GIVEN INSTRUCTION: Every line of the data must be copied exactly.

Dataset records:
================

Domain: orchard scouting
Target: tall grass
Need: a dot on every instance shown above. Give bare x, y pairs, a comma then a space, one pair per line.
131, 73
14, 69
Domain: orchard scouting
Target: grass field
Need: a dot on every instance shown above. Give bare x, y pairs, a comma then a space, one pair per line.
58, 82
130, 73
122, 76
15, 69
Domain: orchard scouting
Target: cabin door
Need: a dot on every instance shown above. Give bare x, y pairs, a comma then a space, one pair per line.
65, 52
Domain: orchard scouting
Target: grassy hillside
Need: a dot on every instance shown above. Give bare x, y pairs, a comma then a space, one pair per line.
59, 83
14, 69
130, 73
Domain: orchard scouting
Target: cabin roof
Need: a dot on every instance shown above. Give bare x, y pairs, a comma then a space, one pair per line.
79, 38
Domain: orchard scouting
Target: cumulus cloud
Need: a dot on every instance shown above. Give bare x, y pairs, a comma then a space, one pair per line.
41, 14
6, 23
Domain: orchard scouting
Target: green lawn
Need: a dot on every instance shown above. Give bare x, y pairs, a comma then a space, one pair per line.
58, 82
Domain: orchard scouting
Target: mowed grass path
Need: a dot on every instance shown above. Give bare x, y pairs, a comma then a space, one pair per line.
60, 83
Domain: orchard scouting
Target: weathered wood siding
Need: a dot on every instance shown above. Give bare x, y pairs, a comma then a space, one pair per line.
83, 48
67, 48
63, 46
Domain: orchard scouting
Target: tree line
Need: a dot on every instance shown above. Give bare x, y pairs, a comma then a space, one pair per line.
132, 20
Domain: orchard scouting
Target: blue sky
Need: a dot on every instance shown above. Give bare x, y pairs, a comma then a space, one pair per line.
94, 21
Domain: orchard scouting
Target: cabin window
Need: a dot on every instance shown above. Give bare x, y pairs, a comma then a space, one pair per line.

================

EXPECTED ANSWER:
Domain: orchard scouting
Target: tall grass
Need: a dot on every instance shown above. Give bare x, y pairs, a comma then a space, one pair per line.
131, 73
14, 69
Domain: orchard scouting
Target: grass field
Need: a dot on every instance shown above. Give bare x, y pairs, a comma then a space, one pair per line.
58, 82
130, 73
122, 76
15, 69
Domain: orchard scouting
Target: cabin door
Need: a dot on every instance shown above. Give bare x, y pairs, a comma then a space, one pair per line.
65, 52
Domain: orchard scouting
Target: grassy hillside
Need: a dot on every instance shown above. Give bare x, y pairs, a comma then a space, one pair per line.
59, 83
14, 69
130, 73
Domain: orchard scouting
Target: cabin roof
Need: a dot on every instance shown above. Give bare x, y pairs, a comma then a space, one pair per line.
79, 38
Domain: orchard scouting
Target: cumulus cloud
Need: a dot on every instance shown above. Give bare x, y pairs, a comma then a space, one pair per line.
41, 14
6, 23
Domain: orchard scouting
Target: green lawn
Need: a dot on every instance shown above. Give bare x, y pairs, a comma then a space, one pair per line.
58, 82
Domain: orchard scouting
Target: mowed grass path
Need: a dot on every instance shown above. Give bare x, y pairs, a comma then a space, one pair per line.
60, 83
Domain: orchard scouting
Target: weathered wood siding
Need: a dot on every instance shown above. Give bare x, y pairs, a comma then a space, one pair per line.
83, 48
67, 48
63, 46
Domain: orchard scouting
Target: tree line
Need: a dot on every instance shown above. Give bare x, y pairs, a comma then a space, one pair per line.
132, 20
Domain: orchard scouting
Target: blue sky
Need: a dot on every instance shown above. Give bare x, y pairs, a comma then a space, one pair per line.
94, 21
Domain: orchard scouting
Target: cabin window
Need: a dot on every instance shown above. Give bare x, y pairs, a comma then a space, one pair per line.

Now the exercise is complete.